▸ Data supplied:
• • • •
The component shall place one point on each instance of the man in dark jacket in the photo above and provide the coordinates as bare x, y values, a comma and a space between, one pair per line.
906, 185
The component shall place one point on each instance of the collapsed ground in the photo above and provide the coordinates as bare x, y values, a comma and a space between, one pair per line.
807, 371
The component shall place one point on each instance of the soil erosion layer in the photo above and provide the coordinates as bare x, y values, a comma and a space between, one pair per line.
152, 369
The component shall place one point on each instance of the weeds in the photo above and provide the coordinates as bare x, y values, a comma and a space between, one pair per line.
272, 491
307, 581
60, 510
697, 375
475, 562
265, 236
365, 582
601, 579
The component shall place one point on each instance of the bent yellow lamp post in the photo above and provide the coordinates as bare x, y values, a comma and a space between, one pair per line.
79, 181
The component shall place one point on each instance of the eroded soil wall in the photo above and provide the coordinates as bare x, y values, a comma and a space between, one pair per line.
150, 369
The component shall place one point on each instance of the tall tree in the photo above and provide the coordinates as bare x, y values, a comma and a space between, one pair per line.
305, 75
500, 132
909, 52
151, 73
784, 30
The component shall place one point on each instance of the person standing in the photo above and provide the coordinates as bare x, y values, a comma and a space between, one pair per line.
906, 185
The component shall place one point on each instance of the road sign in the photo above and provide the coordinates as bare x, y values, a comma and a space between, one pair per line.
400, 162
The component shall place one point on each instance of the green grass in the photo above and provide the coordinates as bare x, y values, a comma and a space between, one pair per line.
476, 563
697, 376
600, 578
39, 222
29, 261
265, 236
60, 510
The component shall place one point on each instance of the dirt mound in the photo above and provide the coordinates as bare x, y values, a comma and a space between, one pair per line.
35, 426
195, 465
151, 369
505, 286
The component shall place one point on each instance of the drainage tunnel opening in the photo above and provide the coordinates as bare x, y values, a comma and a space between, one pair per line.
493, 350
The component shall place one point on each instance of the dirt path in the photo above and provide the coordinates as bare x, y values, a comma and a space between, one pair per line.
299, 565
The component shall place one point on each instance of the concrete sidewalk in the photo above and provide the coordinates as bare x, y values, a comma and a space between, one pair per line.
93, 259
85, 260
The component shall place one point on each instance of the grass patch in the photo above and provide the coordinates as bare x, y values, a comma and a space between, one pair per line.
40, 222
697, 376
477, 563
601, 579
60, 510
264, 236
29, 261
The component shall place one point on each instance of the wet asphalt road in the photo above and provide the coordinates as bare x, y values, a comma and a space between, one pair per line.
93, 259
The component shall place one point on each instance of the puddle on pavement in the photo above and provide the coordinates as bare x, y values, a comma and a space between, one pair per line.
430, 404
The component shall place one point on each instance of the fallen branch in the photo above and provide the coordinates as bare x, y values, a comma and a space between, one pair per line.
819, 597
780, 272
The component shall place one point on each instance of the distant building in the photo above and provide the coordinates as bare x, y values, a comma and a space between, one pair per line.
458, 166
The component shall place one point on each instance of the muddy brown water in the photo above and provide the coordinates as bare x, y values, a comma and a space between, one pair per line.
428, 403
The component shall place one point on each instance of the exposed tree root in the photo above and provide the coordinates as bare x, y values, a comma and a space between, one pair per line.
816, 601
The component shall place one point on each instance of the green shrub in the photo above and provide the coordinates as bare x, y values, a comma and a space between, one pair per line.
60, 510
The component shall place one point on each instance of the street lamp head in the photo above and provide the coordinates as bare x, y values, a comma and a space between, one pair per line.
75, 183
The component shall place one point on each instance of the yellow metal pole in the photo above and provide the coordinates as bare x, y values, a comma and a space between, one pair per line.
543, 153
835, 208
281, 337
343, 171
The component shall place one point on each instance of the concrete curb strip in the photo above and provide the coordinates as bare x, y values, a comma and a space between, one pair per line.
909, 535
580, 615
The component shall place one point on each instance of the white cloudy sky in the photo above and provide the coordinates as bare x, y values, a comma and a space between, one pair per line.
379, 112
• • • •
▸ Activity: In full and verbatim, transcribe the data.

▸ Result of this task:
The component shall place one point on each instance of the man in dark jacket in the photo above and provide the coordinates as bare x, y values, a comma and a space between, one pair per line.
906, 185
The component shall place one point on each instance of the collapsed ground in the photo above and provide the coordinates as bare x, y values, a comma and a space between, one pair per line.
807, 371
The component shall place one point on each instance of the soil erosion layer in the photo above and provide the coordinates as bare x, y values, a comma and a space between, one pair per line.
152, 369
The component shall place one point on each instance of the weeds in the photo above and provide the coordinates as bare x, y values, a comma and a space between, one pair per line.
272, 491
307, 581
60, 510
697, 375
475, 562
265, 236
365, 582
601, 579
The component shall place one point on each instance of the bent yellow lamp post in the photo above and provide the coordinates as bare x, y values, a comma and a space between, one pair per line.
79, 181
The component shall place one point on each instance of the eroded soil wall in the photo above and provide the coordinates as bare x, y values, a comma and a space between, one pair per line.
150, 369
The component shall place one point on each instance of the tall tree in the photo above and provide the coordinates as bare x, y values, a comma and a space between, one pair per line.
305, 75
500, 132
909, 52
151, 73
784, 30
The component shall place one point on each instance of the person standing in the photo above and provide the coordinates as bare x, y values, a comma and a space between, one pair per line.
906, 185
The component shall place one point on each instance of the road sign in the photo above and provide the coordinates as bare x, y values, a comma and a space between, one pair per line.
400, 162
The component shall place one point on each instance of the green grass in the photo above and provide the coordinates as bare x, y values, a comma and a space between, one pair per line.
476, 563
697, 376
600, 578
39, 222
29, 261
265, 236
60, 510
The component shall place one point on each instance of the dirt mound in the photo above and provide the coordinates as bare x, y values, a comma and a space between, one pair per line.
35, 426
195, 465
151, 369
505, 286
The component shall place one point on each instance of the drainage tunnel opening in the photo above and provide the coordinates as bare x, y values, a comma and a space between, one pair per line.
493, 350
The component shall place one point on each instance of the dirt path in the photo above and provide the coordinates as bare x, y values, a comma and a space between, one pair per line.
299, 565
The component shall place one point on each instance of the concrete sidewalk in the photo above and provide the coordinates as bare x, y values, a comma and a space between, one pair per line.
93, 259
85, 260
The component shall place one point on each instance of the grass patch in the photo above and provide the coordinates as bare x, y values, a comma and a space between, one pair per line.
40, 222
697, 376
477, 563
601, 579
60, 510
264, 236
29, 261
The component shall place one point on each instance of the wet asphalt road in the photo above and provide the coordinates as bare x, y values, a comma and a space between, one pair per line.
93, 259
The component shall place one point on each instance of the puddle on pavement in the photo above and provide the coordinates as bare x, y values, a comma and a space between, one pair per line.
430, 404
The component shall place one point on each instance of the fallen branch in the photo above and provide the coordinates as bare x, y values, a comma and a space between, one pair per line.
819, 597
780, 272
The component shall place one point on each instance of the distant building in the photo above and provide the coordinates as bare x, y values, a comma and a space between, one pair per line.
458, 166
The component shall place one point on each instance of the muddy brown water in the photo above and provide the coordinates as bare x, y values, a comma and a space between, one pair per line.
428, 403
The component shall place one point on each instance of the exposed tree root in the photo above and provide the coordinates as bare x, y values, a comma and a space between, one pair per line.
816, 601
The component shall place one point on each instance of the green shrub in the photo above and provide the coordinates as bare x, y values, a comma and a space between, one pair per line.
60, 510
The component shall place one point on each instance of the street lamp head in the photo above and provide the coordinates as bare x, y values, a comma and a space between, one pair per line.
75, 183
The component shall place one point on each instance of the yellow metal pole in the photo above and provide the coordinates as bare x, y values, a comma and a space between, one pair per line.
543, 153
835, 208
281, 337
343, 171
The component shall place one point on each instance of the concrete curb strip in the photo above and provide the coordinates as bare x, y values, a comma and a space between, one pair per line.
909, 535
580, 615
The component shall place one point on each instance of the white cloudy sky in the photo above and provide the coordinates as bare x, y values, a comma and a space between, one pair per line.
379, 112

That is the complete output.